──────── PASSAGE PROVIDED ────────

Pittsburgh synagogue shooting: Married couple, brothers among 11 people killed in anti-Semitic attack
Karl Williams, chief medical examiner for Allegheny County, has identified the names, ages and locations of the 11 killed in the Pittsburgh synagogue shooting
The name of the 11 victims shot dead inside the Tree of Life Synagogue in Pittsburg on Saturday has been revealed by the police. Robert Bowers, who went on a “hate-filled killing spree” at the synagogue, had also injured six people, three of whom were police officers.
As per CBS Pittsburgh, Karl Williams, chief medical examiner for Allegheny County identified the names, ages and locations of the 11 killed as below:
Joyce Fienburg, 75-year-old, of Oakland
Richard Gottfried, 65-years-old, of Ross Township
Rose Mallinger, 97-years-old, of Squirrel Hill
Jerry Rabinowitz, 66-years-old, of Edgewood
Cecil Rosenthal, 59-years-old, of Squirrel Hill
David Rosenthal, 54-years0old, of Squirrel Hill
Bernice Simon, 84-years-old, of Wilkinsburg
Sylvan Simon, 86-years-old, of Wilkinsburg
Daniel Stein, 71-years-old, of Squirrel Hill
Melvin Wax, 88-years-old, of Squirrel Hill
Irving Younger, 69-years-old, of Mt. Washington
The list included a married couple, Bernice and Sylvan Simon, and two brothers, Cecil and David Rosenthal. Daniel Stein, 71, had gone to the synagogue alone. His friends described him as a family man and a new grandfather.
Bowers, described as a white male, heavy set, with a beard, had surrendered after the massacre which left him crawling and injured. KDKA cited police sources as saying the gunman walked into the building and yelled, “All Jews Must die," before going on a rampage. According to CNN, Bowers had an extensive anti-Semitic digital footprint, especially in the social media platform called Gab, which allegedly is a popular platform among alt-right individuals. Unlike Facebook or Twitter, Gab has no guidelines when it comes to racist and bigoted posts.

──────── DATASET ────────

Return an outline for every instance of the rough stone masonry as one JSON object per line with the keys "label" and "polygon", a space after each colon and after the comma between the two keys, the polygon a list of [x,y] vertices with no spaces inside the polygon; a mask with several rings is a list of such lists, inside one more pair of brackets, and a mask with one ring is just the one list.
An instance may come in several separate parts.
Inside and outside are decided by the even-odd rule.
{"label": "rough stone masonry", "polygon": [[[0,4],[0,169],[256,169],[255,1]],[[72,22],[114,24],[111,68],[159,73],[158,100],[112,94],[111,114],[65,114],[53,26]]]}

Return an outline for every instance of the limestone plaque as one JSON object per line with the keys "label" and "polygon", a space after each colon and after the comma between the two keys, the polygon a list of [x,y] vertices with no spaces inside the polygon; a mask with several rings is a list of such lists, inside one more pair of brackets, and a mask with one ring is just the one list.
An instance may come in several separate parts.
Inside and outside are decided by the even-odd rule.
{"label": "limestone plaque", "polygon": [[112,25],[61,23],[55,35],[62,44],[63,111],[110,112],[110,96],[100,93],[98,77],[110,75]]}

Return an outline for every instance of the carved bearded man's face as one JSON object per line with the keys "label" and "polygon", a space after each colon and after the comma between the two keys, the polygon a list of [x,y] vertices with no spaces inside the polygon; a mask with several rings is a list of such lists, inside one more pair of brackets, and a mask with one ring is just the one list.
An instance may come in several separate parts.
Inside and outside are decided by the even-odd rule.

────────

## REQUIRED WORK
1) Transcribe the Pittsburgh synagogue shooting report, starting with "Bowers, described as" and going on through "and bigoted posts.".
2) In the Pittsburgh synagogue shooting report, how many of the six people Bowers injured were police officers?
These entries have no connection to the report on the Pittsburgh synagogue shooting.

## EXERCISE ANSWERS
1)
Bowers, described as a white male, heavy set, with a beard, had surrendered after the massacre which left him crawling and injured. KDKA cited police sources as saying the gunman walked into the building and yelled, “All Jews Must die," before going on a rampage. According to CNN, Bowers had an extensive anti-Semitic digital footprint, especially in the social media platform called Gab, which allegedly is a popular platform among alt-right individuals. Unlike Facebook or Twitter, Gab has no guidelines when it comes to racist and bigoted posts.

2) Three